Saved entries:
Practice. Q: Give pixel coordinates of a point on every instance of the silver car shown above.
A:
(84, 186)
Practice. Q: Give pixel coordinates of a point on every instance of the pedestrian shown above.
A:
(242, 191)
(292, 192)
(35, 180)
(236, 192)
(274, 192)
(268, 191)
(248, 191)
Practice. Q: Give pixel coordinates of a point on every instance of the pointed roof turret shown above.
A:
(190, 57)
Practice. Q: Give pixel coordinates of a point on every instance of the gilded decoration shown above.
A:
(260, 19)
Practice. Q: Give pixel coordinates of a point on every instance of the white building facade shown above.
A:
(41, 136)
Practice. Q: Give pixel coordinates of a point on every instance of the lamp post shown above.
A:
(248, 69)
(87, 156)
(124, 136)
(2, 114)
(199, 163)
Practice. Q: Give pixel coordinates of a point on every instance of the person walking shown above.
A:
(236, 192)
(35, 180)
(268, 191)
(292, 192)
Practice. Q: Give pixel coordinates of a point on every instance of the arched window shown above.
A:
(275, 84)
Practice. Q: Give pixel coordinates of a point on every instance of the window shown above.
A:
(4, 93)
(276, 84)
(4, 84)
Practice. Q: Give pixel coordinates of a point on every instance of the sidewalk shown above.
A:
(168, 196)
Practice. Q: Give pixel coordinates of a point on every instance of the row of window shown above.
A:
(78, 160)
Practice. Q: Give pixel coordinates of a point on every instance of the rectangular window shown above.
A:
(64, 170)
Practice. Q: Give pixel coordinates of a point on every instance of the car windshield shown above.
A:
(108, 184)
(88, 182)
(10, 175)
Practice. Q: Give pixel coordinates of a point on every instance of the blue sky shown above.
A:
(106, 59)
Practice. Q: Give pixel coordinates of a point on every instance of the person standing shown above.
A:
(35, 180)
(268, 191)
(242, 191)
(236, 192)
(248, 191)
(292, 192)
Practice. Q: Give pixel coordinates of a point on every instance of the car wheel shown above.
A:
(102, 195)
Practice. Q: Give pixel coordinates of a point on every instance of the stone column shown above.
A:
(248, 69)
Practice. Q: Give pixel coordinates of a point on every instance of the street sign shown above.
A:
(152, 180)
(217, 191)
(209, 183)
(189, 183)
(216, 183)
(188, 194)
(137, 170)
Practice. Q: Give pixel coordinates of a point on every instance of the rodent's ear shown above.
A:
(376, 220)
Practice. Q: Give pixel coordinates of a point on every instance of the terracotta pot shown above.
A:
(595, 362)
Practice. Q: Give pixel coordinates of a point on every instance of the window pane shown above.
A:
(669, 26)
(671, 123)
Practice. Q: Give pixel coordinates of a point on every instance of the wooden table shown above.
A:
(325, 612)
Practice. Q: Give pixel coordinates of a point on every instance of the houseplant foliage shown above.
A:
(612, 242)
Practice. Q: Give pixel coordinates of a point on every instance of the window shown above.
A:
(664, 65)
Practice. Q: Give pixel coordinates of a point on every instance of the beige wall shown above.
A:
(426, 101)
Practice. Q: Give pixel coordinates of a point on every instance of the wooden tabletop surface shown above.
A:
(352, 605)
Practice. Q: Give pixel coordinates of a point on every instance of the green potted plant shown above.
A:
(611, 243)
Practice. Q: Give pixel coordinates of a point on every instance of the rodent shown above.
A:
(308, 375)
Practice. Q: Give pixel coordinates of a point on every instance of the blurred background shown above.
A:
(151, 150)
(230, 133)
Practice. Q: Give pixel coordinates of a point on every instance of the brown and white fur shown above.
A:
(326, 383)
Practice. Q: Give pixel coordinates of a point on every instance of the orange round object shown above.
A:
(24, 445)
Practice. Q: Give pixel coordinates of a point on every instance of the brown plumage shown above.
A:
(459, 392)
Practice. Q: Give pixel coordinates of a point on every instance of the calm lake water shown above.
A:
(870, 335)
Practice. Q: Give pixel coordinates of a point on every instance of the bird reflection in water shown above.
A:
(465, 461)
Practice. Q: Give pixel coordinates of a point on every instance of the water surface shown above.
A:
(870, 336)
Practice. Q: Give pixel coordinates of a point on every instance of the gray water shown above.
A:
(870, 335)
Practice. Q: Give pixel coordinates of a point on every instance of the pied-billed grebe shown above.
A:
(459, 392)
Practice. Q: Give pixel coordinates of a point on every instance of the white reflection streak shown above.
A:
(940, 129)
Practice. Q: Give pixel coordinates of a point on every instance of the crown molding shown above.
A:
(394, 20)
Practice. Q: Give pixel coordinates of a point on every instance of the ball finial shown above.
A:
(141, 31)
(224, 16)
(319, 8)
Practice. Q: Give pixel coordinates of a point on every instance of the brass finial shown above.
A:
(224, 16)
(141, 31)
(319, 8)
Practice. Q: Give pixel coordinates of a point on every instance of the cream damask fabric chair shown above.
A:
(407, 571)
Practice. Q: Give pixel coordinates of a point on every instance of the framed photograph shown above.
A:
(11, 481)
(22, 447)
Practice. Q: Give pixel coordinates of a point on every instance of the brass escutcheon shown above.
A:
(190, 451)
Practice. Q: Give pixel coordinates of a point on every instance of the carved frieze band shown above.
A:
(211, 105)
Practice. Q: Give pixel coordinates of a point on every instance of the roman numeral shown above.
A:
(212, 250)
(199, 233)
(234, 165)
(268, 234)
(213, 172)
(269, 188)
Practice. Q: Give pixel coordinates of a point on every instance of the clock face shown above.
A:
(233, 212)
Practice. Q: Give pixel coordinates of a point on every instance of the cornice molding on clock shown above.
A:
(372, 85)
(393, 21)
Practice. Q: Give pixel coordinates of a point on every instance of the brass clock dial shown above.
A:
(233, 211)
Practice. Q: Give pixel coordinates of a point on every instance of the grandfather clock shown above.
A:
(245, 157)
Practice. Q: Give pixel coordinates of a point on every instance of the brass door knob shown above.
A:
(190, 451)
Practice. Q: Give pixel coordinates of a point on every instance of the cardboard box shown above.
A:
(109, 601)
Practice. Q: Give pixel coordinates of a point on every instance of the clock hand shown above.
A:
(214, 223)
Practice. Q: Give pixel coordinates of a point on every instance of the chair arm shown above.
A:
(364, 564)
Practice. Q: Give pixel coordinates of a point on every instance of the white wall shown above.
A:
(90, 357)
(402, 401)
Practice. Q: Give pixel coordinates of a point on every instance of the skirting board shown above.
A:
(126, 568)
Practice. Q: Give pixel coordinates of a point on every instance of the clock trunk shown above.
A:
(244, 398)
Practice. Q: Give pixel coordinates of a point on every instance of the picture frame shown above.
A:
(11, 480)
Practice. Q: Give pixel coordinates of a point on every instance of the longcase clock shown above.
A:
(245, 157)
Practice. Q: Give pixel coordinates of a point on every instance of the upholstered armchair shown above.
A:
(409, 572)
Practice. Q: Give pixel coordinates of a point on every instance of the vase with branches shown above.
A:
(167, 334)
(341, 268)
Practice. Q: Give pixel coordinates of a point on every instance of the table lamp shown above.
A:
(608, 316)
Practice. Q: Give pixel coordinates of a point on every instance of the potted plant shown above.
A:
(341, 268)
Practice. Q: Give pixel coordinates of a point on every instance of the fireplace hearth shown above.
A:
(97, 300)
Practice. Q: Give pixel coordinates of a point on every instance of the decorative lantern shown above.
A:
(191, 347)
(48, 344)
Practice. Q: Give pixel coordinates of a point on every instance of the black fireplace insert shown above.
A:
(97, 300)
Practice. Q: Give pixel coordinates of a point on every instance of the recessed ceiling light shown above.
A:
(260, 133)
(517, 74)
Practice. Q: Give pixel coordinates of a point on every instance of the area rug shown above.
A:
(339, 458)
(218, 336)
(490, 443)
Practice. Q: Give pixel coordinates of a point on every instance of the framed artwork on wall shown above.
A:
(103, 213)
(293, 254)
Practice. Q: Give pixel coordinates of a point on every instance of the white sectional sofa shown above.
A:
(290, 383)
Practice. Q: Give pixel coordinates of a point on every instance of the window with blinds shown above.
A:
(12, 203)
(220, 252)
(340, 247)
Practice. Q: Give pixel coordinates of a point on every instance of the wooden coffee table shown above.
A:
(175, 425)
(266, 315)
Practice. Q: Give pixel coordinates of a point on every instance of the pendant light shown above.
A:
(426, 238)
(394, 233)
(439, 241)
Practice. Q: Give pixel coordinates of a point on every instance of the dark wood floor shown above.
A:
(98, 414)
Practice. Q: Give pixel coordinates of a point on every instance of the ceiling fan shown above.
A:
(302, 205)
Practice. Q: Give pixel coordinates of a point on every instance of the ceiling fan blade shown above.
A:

- [Problem to solve]
All lines in the preceding records that hold the word "white" need to be copied.

- [Written answer]
Practice. Q: Give pixel coordinates of a point on every instance of the white building facade shown above.
Practice. Q: Give pixel coordinates of a point on every instance of the brown and white fur shown above.
Practice. Q: Give pixel coordinates of a point on every instance of the white reflection streak shown above.
Practice. Q: Give pixel coordinates of a point on every instance of the white wall shown above.
Practice. Q: Give pixel coordinates of a point on every instance of the white sectional sofa shown above.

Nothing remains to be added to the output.